> _Dataset entries_
* * * * *
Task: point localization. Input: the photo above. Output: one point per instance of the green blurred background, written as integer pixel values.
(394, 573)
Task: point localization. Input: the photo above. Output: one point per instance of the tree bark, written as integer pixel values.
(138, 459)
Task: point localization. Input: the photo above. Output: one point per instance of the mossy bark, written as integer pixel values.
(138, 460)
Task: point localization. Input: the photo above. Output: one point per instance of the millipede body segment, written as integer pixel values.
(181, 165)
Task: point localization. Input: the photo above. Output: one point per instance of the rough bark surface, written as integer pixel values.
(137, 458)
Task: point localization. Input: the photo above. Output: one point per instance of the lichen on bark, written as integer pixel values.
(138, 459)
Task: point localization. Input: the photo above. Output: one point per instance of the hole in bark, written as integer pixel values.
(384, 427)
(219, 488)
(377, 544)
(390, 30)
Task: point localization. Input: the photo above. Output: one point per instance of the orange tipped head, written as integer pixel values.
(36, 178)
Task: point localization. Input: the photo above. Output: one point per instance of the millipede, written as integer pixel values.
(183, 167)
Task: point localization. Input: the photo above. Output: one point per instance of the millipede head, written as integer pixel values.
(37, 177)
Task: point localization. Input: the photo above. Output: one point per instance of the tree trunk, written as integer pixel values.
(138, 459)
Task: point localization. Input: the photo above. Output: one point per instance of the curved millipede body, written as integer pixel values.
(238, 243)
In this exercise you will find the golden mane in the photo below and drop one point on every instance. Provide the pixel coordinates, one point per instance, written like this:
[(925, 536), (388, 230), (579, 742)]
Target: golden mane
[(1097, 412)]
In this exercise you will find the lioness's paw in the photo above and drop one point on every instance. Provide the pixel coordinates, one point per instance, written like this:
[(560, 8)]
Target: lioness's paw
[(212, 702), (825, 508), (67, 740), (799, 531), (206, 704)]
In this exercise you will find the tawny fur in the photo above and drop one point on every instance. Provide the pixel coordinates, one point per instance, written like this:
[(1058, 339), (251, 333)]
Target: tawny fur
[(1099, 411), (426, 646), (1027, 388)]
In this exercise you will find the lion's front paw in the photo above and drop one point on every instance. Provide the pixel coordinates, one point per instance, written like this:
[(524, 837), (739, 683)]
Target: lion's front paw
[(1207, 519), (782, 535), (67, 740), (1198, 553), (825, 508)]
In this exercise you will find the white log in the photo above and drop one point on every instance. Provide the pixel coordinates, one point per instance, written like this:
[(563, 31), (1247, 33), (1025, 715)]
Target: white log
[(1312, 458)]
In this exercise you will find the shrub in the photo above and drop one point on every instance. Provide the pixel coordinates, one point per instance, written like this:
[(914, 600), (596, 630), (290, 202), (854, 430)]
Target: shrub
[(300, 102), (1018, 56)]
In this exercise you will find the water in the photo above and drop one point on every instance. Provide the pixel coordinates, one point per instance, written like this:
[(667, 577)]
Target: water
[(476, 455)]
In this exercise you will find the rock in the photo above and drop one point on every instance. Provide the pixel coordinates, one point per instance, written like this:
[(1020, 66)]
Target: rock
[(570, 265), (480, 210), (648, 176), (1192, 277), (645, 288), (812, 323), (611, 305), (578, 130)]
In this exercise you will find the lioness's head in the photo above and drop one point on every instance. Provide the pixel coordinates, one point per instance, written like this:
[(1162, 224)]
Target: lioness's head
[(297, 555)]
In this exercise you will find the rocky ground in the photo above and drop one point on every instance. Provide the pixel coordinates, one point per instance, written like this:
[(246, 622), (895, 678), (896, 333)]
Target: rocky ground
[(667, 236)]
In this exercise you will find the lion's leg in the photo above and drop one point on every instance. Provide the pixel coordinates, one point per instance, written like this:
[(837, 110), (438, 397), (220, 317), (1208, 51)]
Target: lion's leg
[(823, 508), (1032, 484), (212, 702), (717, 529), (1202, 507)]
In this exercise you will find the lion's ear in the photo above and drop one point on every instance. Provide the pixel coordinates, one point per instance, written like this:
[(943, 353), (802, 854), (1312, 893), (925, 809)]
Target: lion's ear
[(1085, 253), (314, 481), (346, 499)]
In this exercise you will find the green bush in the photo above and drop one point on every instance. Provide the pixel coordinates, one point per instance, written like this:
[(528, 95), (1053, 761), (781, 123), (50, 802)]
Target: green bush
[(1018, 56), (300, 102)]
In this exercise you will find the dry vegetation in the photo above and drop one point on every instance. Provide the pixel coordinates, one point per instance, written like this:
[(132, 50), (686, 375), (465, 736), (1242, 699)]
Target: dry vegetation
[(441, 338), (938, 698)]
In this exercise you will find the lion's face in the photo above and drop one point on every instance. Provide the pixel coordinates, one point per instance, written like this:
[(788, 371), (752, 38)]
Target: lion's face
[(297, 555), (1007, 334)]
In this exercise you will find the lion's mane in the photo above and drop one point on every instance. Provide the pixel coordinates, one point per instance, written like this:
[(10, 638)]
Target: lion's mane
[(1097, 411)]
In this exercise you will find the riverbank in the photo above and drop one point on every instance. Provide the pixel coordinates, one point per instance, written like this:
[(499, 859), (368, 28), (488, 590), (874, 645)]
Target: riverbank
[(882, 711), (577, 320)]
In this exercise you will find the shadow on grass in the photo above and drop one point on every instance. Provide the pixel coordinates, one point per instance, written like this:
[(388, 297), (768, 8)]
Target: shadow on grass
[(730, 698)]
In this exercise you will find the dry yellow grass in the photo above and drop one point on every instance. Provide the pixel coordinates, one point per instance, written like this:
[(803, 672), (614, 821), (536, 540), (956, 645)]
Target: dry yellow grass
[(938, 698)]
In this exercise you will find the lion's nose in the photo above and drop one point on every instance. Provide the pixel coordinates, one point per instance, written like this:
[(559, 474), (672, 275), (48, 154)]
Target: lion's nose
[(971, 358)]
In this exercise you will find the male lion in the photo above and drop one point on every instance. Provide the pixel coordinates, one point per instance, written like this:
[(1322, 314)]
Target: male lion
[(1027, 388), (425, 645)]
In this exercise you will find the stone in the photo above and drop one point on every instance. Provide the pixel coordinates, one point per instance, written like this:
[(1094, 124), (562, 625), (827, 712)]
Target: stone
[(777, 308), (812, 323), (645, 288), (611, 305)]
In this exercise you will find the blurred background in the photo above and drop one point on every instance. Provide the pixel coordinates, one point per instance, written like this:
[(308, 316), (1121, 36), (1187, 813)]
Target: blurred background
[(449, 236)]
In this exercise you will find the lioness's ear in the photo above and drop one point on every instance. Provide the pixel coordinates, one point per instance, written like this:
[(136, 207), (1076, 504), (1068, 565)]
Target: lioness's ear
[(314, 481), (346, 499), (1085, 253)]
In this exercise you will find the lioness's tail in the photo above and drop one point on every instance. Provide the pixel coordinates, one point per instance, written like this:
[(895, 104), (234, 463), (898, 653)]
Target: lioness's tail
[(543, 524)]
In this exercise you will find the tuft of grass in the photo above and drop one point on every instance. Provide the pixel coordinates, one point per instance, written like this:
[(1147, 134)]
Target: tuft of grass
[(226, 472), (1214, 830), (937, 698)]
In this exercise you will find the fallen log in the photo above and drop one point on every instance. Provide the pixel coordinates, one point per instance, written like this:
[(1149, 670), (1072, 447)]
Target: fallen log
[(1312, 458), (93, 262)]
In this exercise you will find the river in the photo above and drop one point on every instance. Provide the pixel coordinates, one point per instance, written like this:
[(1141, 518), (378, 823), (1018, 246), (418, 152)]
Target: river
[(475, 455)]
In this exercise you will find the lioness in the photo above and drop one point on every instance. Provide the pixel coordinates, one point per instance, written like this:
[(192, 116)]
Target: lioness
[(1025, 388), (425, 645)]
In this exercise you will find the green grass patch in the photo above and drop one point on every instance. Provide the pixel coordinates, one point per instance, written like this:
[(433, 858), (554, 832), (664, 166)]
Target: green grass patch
* * * * *
The records above are to be repeated in full, word for word.

> _Output for this exercise_
Task: point localization. Input: the photo above. Output: one point per instance of the green blurred background, written as integer pixel values.
(394, 573)
Task: point localization. Input: the photo above. Output: one point per instance of the tree bark, written as integer pixel values.
(138, 459)
Task: point localization. Input: the photo above. Output: one point per instance of the mossy bark, written as integer pixel values.
(138, 460)
Task: point localization. Input: the photo above. Output: one point per instance of the millipede body segment, written as integer pixel values.
(181, 165)
Task: point localization. Input: the photo above. Output: one point per instance of the rough bark surface, written as integer pixel values.
(137, 458)
Task: point localization. Input: the photo above. Output: one point per instance of the lichen on bark, written as integer pixel values.
(138, 459)
Task: point localization. Input: the photo above. Output: one point per instance of the hole in bark, written as integer pixel values.
(384, 427)
(219, 488)
(377, 544)
(390, 30)
Task: point localization. Input: the photo above. Output: one point per instance of the orange tipped head, written as integer pixel values.
(36, 178)
Task: point localization. Input: the photo above. Output: one point per instance of the millipede, written as integer pixel values.
(183, 167)
Task: point localization. Input: the photo above. Output: one point per instance of the millipede head, written as integer pixel values.
(37, 177)
Task: point localization. Input: the photo above. Output: one point per instance of the tree trunk, written as integer pixel values.
(138, 459)
Task: point localization. Input: the photo above. Output: one point per instance of the curved millipede body, written as integer pixel values.
(238, 243)
In this exercise you will find the golden mane in the photo below and drop one point on every instance. Provide the pixel coordinates, one point per instance, written like this:
[(925, 536), (388, 230), (579, 742)]
Target: golden mane
[(1097, 412)]
In this exercise you will find the lioness's paw in the photo above and drop one point on every instance. Provide the pixel coordinates, one point per instance, written like this:
[(560, 8)]
Target: lioness's paw
[(212, 702), (825, 508), (67, 740), (799, 531), (206, 704)]
In this exercise you will find the tawny fur in the photo above and drop one point on every instance. Provide the pixel coordinates, one point per instance, written like this:
[(1058, 339), (251, 333)]
Target: tawny fur
[(1099, 411), (426, 646), (1027, 388)]
In this exercise you will find the lion's front paw in the photo above and drop one point on every instance. Provide the pixel coordinates, one point per instance, written like this:
[(524, 837), (739, 683)]
Target: lion's front paw
[(1207, 519), (782, 535), (67, 740), (1198, 553), (825, 508)]
In this exercise you will find the white log in the photo above and drop one point on every instance. Provide the pixel coordinates, one point per instance, written like this:
[(563, 31), (1247, 33), (1025, 715)]
Target: white log
[(1312, 458)]
In this exercise you will find the shrub in the photo above and drop one point on every instance. Provide the pixel coordinates, one point per instance, written like this:
[(914, 600), (596, 630), (290, 202), (854, 430)]
Target: shrub
[(300, 102), (1018, 56)]
In this exercise you will find the water in the photo above and drop one point on every instance. Provide the pixel coordinates, one point per instance, written like this:
[(667, 577)]
Target: water
[(476, 455)]
In this exercise you will find the rock in the photo above and drop one point on every instance. Provide the pixel coordinates, one point per instance, written like this:
[(1020, 66)]
Target: rock
[(570, 265), (480, 210), (648, 176), (1192, 277), (645, 288), (812, 323), (611, 305), (578, 130)]
In this exercise you will find the lioness's head in the photo above and drop one point on every instance. Provide the pixel coordinates, one point per instance, written like this:
[(1162, 224)]
Target: lioness's head
[(297, 555)]
In this exercise you will find the rocky ground in the photo above and drop one point on every instance. Provide the pixel coordinates, one point per instance, written like this:
[(246, 622), (895, 678), (896, 333)]
Target: rocky ground
[(667, 236)]
In this exercise you will find the lion's leg in the photo above and drop one point on every instance. Provide the pixel coordinates, one point per instance, written like this:
[(837, 110), (438, 397), (220, 317), (1208, 51)]
Target: lion's leg
[(823, 508), (1032, 484), (212, 702), (717, 529), (1202, 507)]
In this exercise you will find the lion's ear in the photo above and drop one point on every instance. Provide the pixel coordinates, one point per instance, written like this:
[(943, 353), (802, 854), (1312, 893), (925, 809)]
Target: lion's ear
[(1085, 253), (314, 481), (346, 499)]
In this exercise you will find the green bush in the photo above and drop one point on every instance. Provide the pixel coordinates, one point per instance, written like this:
[(528, 95), (1053, 761), (781, 123), (50, 802)]
Target: green bush
[(1018, 56), (300, 102)]
In this exercise you will find the dry vegetation in the photo above and drop one point on every instance. Provide the pixel coordinates, one point per instance, written like this:
[(132, 50), (686, 375), (465, 736), (1242, 699)]
Target: dry vegetation
[(441, 338), (938, 698)]
In this exercise you will find the lion's face in the photo above and drop one point on every instance. Provide the pixel coordinates, one point per instance, written like this:
[(788, 371), (752, 38)]
Target: lion's face
[(297, 555), (1007, 334)]
In this exercise you will find the lion's mane in the photo above and drop one point on every instance. Provide the pixel coordinates, one point per instance, written like this:
[(10, 638)]
Target: lion's mane
[(1097, 411)]
In this exercise you will find the riverbank in the photo above and drop one point on every instance. Provide the pixel coordinates, one point per instance, written like this:
[(499, 859), (368, 28), (488, 590), (874, 645)]
Target: riverbank
[(882, 711), (577, 320)]
In this exercise you will find the shadow on grass in the photo above and drop one point on every instance. Provide the pixel coordinates, one point per instance, written like this:
[(388, 297), (768, 8)]
Target: shadow on grass
[(730, 698)]
In this exercise you will find the dry yellow grass in the photo above and drop one point on every instance. Provide the pixel coordinates, one point per instance, written like this:
[(803, 672), (614, 821), (536, 540), (956, 645)]
Target: dry yellow grass
[(938, 698)]
In this exercise you will find the lion's nose in the photo above and drop one point on every instance. Provide the pixel coordinates, one point per instance, written like this:
[(559, 474), (672, 275), (48, 154)]
Target: lion's nose
[(971, 358)]
In this exercise you will find the male lion in the photo above and drop one point on every instance. Provide the pixel coordinates, one point per instance, written like this:
[(1322, 314)]
Target: male lion
[(1027, 388), (425, 645)]
In this exercise you will find the stone in the photo above and drop one point on every instance. Provide the pixel coordinates, one point per instance, written like this:
[(1094, 124), (562, 625), (827, 712)]
Target: stone
[(777, 308), (812, 323), (645, 288), (611, 305)]
In this exercise you will find the blurred background in the photo above and drop one point on every instance. Provide the pixel coordinates, one point per instance, written like this:
[(308, 316), (1121, 36), (1187, 813)]
Target: blurred background
[(449, 236)]
In this exercise you will find the lioness's ear in the photo above and drop one point on every instance. Provide the pixel coordinates, one point per instance, written like this:
[(136, 207), (1076, 504), (1068, 565)]
Target: lioness's ear
[(314, 481), (346, 499), (1085, 253)]
In this exercise you will find the lioness's tail in the photo above and drop one point on every instance. Provide the pixel coordinates, one point per instance, written like this:
[(895, 104), (234, 463), (898, 653)]
Target: lioness's tail
[(543, 524)]
In this exercise you will find the tuft of grass in the photo above and drop one point on every instance. Provide the pixel coordinates, one point per instance, written like this:
[(1147, 134)]
Target: tuft of grass
[(226, 472), (1214, 830), (937, 698)]
In this exercise you will find the fallen log in the photo above and drop one point on every instance. Provide the pixel coordinates, one point per instance, written like this:
[(1149, 670), (1072, 447)]
Target: fallen log
[(1312, 458), (93, 262)]
In this exercise you will find the river in the photo above and drop one point on every instance. Provide the pixel coordinates, one point per instance, written like this:
[(1141, 518), (378, 823), (1018, 246), (418, 152)]
Target: river
[(475, 455)]
In this exercise you will find the lioness in the photo above and drop one point on every instance. Provide the pixel coordinates, one point per instance, written like this:
[(192, 116)]
Target: lioness
[(1025, 388), (425, 645)]
In this exercise you will find the green grass patch in the photo above and drop one point on every instance. Provide the pixel coordinates, one point per instance, written like this:
[(433, 858), (554, 832), (664, 166)]
Target: green grass patch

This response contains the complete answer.